▶ _Exercícios a resolver_:
a - No texto sobre o Papa e a Igreja, que centenário o Papa referiu no discurso do Terreiro do Paço?
b - Cite, sem alterações, o trecho do texto sobre o Papa e a Igreja que se inicia com as palavras "O segundo acontecimento" e termina com "reconheceu o Papa.".
─── Texto apresentado ───
Ainda no avião o Papa terá tido a sua mais importante intervenção. Colocou a questão da pedofilia onde ela nunca tinha sido posta de uma forma inovadora. O pecado da Igreja reside nela própria, não está a Igreja imune de gerar o mal. Abandonou assim o discurso da perseguição, talvez porque vinha a um País onde essa lógica não tinha pés para andar. Não só porque se não conhecem flagrantes casos de pedofilia no nosso País envolvendo membros da Igreja, como também não há qualquer razão para dizer que a população e o Estado exercem sobre a Igreja Católica qualquer tipo de pressão para lhe retirar prestígio e poder.
O segundo acontecimento que surpreendeu, mas revela uma opção definitiva da Igreja pelo abandono das pretensões de outros tempos de natureza temporal, foi a referência que fez no discurso do Terreiro do Paço ao centenário da implantação da República e o quanto esta contribuiu para clarificar o papel de cada instância na abordagem dos problemas humanos. O Estado teve o direito de se apropriar de funções que a Igreja só desempenhava até aí pelo facto de ter um carácter mais organizado do que o próprio Estado. A Igreja ficou mais livre a partir dessa altura, reconheceu o Papa.
─── Material fornecido ───
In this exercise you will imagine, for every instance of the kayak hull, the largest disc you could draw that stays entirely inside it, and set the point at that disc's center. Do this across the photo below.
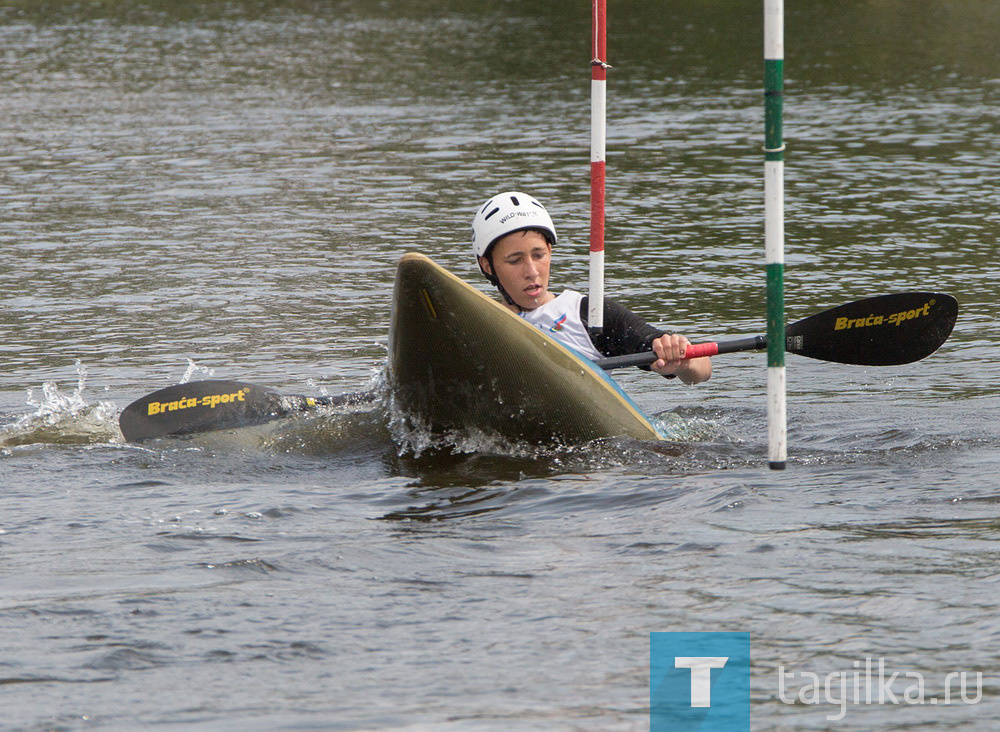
───
▶ _Respostas por ordem_:
a - O centenário da implantação da República.

b -
O segundo acontecimento que surpreendeu, mas revela uma opção definitiva da Igreja pelo abandono das pretensões de outros tempos de natureza temporal, foi a referência que fez no discurso do Terreiro do Paço ao centenário da implantação da República e o quanto esta contribuiu para clarificar o papel de cada instância na abordagem dos problemas humanos. O Estado teve o direito de se apropriar de funções que a Igreja só desempenhava até aí pelo facto de ter um carácter mais organizado do que o próprio Estado. A Igreja ficou mais livre a partir dessa altura, reconheceu o Papa.